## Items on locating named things

=====

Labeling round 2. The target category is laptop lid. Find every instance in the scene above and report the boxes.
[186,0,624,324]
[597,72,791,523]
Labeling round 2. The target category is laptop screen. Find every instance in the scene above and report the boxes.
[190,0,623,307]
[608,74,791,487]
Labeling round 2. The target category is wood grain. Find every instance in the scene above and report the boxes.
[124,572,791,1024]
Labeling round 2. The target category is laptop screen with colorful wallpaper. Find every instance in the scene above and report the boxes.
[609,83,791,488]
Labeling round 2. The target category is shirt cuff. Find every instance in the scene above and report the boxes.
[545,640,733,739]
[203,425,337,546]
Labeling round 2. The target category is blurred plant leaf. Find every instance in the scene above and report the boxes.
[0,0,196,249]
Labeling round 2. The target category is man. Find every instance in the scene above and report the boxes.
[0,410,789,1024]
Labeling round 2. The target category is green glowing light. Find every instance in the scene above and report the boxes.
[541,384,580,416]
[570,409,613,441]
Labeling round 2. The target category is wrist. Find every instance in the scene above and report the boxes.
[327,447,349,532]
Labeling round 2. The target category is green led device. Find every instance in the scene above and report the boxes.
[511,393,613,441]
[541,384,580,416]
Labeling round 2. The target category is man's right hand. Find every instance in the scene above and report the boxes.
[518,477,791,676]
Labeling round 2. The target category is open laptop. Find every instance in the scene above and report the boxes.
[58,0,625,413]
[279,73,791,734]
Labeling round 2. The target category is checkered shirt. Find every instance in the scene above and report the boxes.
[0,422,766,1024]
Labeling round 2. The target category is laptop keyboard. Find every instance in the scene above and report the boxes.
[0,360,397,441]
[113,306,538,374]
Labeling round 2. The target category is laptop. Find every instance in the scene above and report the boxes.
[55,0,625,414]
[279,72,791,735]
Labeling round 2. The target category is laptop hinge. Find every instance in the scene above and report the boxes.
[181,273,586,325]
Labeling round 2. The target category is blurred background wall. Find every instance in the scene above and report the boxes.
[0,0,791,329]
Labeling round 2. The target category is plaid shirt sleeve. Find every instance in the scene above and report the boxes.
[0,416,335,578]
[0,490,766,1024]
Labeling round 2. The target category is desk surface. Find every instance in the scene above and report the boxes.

=====

## THE REQUEST
Format the lines from the line with "Labeling round 2. The target category is man's" to the line with "[0,422,766,1024]" as a Markdown table with the columns Row and Line, leaving out any blank lines.

## SOLUTION FOR THIS PROBLEM
| Row | Line |
|---|---|
| 1 | Labeling round 2. The target category is man's right hand. Find every instance in the scene above and report the boxes. |
| 2 | [518,477,791,676] |
| 3 | Labeling round 2. The target category is open laptop. Find every instance in the scene above and report the boxes. |
| 4 | [58,0,625,413] |
| 5 | [279,73,791,734] |
| 6 | Labeling round 2. The target category is checkered shirt. Find every instance in the scene above and report the boxes. |
| 7 | [0,422,766,1024] |